___ ENTRADAS DE DATOS ___

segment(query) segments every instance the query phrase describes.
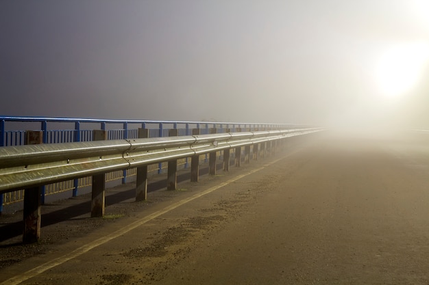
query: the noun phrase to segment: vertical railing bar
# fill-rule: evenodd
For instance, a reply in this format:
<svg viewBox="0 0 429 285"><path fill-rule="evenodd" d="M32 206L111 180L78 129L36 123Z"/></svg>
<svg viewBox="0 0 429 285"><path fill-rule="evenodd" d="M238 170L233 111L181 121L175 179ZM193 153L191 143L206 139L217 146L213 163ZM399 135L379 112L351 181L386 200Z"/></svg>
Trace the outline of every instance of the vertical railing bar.
<svg viewBox="0 0 429 285"><path fill-rule="evenodd" d="M162 123L160 123L160 128L159 133L158 133L158 137L162 137ZM161 173L161 169L162 168L162 163L159 163L158 165L158 174L160 174Z"/></svg>
<svg viewBox="0 0 429 285"><path fill-rule="evenodd" d="M47 130L48 130L48 122L47 121L42 121L42 131L43 132L43 136L42 136L42 142L43 144L46 144L48 139L48 134L47 134ZM42 197L40 198L40 203L42 204L42 205L45 204L45 191L46 191L46 186L43 185L40 187L40 193L42 195Z"/></svg>
<svg viewBox="0 0 429 285"><path fill-rule="evenodd" d="M123 139L128 139L128 122L125 122L123 123ZM124 169L122 171L122 184L125 184L127 182L127 169Z"/></svg>
<svg viewBox="0 0 429 285"><path fill-rule="evenodd" d="M75 131L74 131L74 141L80 141L80 122L75 122ZM72 196L77 197L77 189L79 189L79 179L73 179L73 189Z"/></svg>

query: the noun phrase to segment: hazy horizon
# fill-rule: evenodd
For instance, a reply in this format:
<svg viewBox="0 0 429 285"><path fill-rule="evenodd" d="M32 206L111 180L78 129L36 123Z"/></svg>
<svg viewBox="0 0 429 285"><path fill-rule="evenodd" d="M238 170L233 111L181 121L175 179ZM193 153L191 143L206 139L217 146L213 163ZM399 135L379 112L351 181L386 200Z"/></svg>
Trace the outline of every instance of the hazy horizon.
<svg viewBox="0 0 429 285"><path fill-rule="evenodd" d="M429 127L423 0L0 1L0 116Z"/></svg>

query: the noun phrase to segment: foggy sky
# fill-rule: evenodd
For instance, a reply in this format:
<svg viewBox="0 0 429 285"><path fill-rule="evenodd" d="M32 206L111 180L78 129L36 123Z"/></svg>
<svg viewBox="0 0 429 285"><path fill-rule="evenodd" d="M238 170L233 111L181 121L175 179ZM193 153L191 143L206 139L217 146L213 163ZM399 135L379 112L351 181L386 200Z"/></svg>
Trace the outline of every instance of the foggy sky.
<svg viewBox="0 0 429 285"><path fill-rule="evenodd" d="M424 3L0 0L0 115L429 126L429 68L395 100L373 77Z"/></svg>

___

> INDICACIONES Y REQUISITOS
¿Puedes extraer, sin alterar nada, las líneas de los registros que comienzan en la línea con "query: the noun phrase to segment: foggy sky" y siguen hasta el final de los registros, incluidos ambos extremos?

> RESULTADO DE LA TAREA
query: the noun phrase to segment: foggy sky
# fill-rule: evenodd
For instance, a reply in this format:
<svg viewBox="0 0 429 285"><path fill-rule="evenodd" d="M32 206L111 180L78 129L36 123Z"/></svg>
<svg viewBox="0 0 429 285"><path fill-rule="evenodd" d="M238 170L233 111L181 121L175 179ZM193 153L191 143L206 139L217 146L213 163ZM399 135L379 112L351 181L386 200Z"/></svg>
Trace the outline of every instance of the foggy sky.
<svg viewBox="0 0 429 285"><path fill-rule="evenodd" d="M424 3L0 0L0 115L429 126L429 68L395 100L373 77Z"/></svg>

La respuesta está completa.